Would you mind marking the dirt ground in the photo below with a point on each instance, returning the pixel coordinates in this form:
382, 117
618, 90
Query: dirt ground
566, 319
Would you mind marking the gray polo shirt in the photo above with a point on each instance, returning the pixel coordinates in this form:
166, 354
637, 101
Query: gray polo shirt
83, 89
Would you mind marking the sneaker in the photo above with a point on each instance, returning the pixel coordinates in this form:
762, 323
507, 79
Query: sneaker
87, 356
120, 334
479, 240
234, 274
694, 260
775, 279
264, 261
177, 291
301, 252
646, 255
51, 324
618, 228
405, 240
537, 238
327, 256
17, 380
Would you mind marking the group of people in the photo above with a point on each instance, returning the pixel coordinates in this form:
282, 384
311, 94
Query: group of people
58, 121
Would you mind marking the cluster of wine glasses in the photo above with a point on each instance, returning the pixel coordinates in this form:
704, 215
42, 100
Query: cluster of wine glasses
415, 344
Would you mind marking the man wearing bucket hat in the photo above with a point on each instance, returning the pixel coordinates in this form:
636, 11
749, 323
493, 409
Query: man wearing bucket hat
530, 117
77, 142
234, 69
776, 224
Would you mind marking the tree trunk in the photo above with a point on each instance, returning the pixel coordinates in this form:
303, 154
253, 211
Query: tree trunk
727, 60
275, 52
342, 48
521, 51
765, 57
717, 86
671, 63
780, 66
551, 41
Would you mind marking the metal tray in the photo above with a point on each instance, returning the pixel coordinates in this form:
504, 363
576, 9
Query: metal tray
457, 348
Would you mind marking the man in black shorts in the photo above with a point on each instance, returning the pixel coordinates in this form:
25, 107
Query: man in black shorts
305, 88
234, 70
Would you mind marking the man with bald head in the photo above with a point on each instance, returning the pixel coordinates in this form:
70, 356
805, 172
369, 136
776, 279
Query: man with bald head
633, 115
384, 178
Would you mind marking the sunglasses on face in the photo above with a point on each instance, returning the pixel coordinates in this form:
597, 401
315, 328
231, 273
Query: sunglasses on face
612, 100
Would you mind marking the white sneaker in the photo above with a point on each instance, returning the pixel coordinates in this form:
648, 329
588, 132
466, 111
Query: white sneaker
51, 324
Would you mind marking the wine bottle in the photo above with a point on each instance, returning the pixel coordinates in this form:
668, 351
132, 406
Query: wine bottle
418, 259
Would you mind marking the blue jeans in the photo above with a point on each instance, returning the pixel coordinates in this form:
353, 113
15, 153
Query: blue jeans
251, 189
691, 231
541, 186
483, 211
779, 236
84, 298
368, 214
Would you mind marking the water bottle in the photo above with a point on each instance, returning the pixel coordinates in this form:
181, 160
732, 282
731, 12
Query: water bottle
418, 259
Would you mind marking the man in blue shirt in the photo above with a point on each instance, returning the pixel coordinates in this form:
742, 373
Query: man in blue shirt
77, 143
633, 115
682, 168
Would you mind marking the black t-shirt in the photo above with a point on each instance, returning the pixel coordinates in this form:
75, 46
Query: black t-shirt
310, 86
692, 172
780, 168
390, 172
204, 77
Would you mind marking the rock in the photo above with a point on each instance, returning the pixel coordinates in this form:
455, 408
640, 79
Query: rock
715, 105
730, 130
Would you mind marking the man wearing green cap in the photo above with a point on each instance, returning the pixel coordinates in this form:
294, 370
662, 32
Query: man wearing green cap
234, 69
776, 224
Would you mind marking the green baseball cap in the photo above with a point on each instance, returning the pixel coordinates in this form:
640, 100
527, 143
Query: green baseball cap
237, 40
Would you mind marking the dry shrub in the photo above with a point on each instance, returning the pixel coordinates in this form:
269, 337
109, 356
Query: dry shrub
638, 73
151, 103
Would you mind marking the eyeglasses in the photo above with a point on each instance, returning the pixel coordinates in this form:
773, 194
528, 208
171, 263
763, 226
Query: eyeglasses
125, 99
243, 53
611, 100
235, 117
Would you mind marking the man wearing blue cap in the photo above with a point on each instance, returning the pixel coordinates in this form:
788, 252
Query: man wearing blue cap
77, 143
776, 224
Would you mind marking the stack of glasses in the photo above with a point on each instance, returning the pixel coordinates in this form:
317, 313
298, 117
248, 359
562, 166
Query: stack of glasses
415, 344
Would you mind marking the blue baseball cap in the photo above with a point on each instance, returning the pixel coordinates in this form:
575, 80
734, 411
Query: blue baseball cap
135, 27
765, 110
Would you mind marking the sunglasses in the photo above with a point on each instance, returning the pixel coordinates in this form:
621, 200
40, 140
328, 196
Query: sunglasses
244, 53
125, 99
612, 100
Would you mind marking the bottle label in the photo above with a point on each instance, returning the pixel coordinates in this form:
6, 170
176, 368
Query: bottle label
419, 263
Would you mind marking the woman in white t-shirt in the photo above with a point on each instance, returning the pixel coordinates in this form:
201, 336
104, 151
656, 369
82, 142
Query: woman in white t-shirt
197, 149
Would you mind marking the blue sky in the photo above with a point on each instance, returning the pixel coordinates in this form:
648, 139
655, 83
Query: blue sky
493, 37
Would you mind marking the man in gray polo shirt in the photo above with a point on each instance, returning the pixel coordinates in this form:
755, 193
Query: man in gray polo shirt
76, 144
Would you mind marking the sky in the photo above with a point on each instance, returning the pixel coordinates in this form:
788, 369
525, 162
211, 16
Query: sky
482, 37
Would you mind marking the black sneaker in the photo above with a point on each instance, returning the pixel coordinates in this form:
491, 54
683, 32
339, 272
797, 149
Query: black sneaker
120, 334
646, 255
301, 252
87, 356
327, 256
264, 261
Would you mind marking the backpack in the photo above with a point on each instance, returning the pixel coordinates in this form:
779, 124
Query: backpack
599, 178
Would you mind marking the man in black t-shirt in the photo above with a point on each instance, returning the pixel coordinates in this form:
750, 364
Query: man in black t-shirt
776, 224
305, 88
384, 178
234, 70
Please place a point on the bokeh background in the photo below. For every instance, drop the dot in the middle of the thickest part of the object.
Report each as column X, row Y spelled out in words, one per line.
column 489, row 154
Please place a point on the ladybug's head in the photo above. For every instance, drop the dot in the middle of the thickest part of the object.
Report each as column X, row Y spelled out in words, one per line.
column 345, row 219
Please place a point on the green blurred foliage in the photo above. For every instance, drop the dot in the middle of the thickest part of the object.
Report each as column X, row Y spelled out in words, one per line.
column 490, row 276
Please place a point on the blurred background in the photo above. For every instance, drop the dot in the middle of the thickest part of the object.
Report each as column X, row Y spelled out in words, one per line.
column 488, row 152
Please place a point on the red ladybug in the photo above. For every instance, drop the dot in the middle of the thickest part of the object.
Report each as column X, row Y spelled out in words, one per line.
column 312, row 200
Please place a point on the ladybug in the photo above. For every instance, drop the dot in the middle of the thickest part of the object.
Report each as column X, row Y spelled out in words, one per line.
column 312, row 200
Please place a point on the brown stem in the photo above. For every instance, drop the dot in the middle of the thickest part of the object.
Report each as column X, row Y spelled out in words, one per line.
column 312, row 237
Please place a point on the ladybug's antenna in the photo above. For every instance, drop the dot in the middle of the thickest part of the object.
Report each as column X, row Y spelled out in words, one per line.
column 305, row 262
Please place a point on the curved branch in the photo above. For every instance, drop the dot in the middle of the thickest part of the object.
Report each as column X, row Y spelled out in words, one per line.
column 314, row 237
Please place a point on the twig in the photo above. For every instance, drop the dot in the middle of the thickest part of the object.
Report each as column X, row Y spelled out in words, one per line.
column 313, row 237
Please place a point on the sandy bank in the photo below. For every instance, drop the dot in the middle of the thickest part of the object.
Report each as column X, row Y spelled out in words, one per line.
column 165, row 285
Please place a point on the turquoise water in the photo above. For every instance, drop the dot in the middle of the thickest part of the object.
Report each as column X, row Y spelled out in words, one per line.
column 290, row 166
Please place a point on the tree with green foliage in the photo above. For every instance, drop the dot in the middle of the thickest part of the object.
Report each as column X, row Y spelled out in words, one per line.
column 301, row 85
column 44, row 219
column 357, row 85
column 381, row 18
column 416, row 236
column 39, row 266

§ Problem requirements: Copy back the material word for word, from the line with "Please place a point on the green" up to and including the line with "column 312, row 237".

§ Reply to the task:
Please place a point on the green blurred foliage in the photo above. For every instance, drop the dot in the middle of the thickest part of the object.
Report each as column X, row Y spelled out in words, one per line.
column 490, row 276
Please place a point on the blurred background in the photo above. For every instance, drop the dot in the middle of the thickest part of the object.
Report each as column X, row Y spelled out in words, one per line.
column 488, row 152
Please place a point on the red ladybug in the photo above. For every instance, drop the dot in the middle of the thickest part of the object.
Report each as column X, row Y spelled out in words, one per line.
column 312, row 200
Please place a point on the ladybug in the photo above. For every instance, drop the dot in the middle of the thickest part of the object.
Report each as column X, row Y spelled out in words, one per line.
column 312, row 200
Please place a point on the brown stem in the photo above. For every instance, drop the dot in the middle of the thickest part of the object.
Report each as column X, row Y spelled out in words, one per line.
column 312, row 237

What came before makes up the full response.